_Challenge_
Every line of the material below should be repeated exactly.

_Raw records_
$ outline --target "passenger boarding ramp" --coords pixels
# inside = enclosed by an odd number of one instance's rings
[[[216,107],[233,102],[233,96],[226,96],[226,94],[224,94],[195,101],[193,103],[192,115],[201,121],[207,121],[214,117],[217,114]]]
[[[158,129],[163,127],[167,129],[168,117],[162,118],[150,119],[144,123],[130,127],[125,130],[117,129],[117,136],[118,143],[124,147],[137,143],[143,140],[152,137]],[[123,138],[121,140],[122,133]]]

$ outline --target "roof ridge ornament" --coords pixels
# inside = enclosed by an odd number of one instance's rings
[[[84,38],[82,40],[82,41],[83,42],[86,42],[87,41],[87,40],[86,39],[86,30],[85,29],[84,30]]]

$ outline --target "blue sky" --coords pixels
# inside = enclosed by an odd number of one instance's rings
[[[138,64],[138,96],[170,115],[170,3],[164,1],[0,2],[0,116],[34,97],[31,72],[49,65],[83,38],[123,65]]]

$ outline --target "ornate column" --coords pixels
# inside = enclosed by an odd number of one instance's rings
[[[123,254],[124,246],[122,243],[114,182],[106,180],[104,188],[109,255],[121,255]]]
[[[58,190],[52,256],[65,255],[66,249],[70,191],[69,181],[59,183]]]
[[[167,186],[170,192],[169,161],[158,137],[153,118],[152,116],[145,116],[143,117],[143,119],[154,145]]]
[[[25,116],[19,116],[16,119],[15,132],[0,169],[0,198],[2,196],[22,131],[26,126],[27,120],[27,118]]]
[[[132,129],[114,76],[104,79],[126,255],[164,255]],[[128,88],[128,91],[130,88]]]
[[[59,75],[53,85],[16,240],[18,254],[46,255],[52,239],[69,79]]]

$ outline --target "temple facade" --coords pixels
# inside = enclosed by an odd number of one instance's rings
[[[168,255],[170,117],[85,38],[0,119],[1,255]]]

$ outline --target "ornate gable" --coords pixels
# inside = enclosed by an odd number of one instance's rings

_Full output_
$ outline --target "passenger boarding ramp" --coords pixels
# inside = enclosed by an odd number of one instance's rings
[[[216,107],[233,102],[233,96],[226,96],[226,94],[224,94],[195,101],[193,103],[192,115],[201,121],[207,121],[214,117],[217,114]]]
[[[158,129],[163,127],[167,129],[168,117],[162,118],[150,119],[144,123],[130,127],[125,130],[117,129],[117,136],[118,143],[124,147],[137,143],[143,140],[152,137]],[[123,138],[121,140],[122,133]]]

$ outline --target "roof ridge ornament" --coords pixels
# inside = enclosed by an odd number of one instance's rings
[[[84,38],[82,40],[82,41],[83,42],[86,42],[87,41],[87,40],[86,39],[86,30],[85,29],[84,30]]]

$ outline --target "blue sky" --coords pixels
# inside = enclosed by an odd number of one instance's rings
[[[138,64],[138,96],[170,115],[170,3],[164,1],[0,2],[0,116],[34,97],[31,72],[49,65],[83,38],[123,65]]]

$ outline --target "ornate column" --coords pixels
# inside = enclosed by an odd number of one instance's rings
[[[123,254],[124,246],[122,243],[114,182],[106,180],[104,188],[109,255],[121,255]]]
[[[58,190],[52,256],[65,255],[66,249],[70,191],[69,181],[59,183]]]
[[[167,186],[170,192],[169,161],[158,137],[153,118],[152,116],[145,116],[143,117],[143,119],[154,145]]]
[[[25,116],[19,116],[16,119],[15,132],[0,169],[0,198],[2,196],[22,131],[26,126],[27,120],[27,118]]]
[[[132,129],[114,76],[104,79],[126,255],[164,255]],[[128,88],[128,91],[130,88]]]
[[[59,75],[53,85],[16,240],[18,254],[46,255],[52,239],[69,79]]]

$ outline --target "temple facade" --coords pixels
# inside = enclosed by an odd number of one instance's rings
[[[168,255],[170,117],[85,38],[0,119],[1,255]]]

$ outline --target "ornate gable" --coords pixels
# inside = enclosed by an odd number of one instance's rings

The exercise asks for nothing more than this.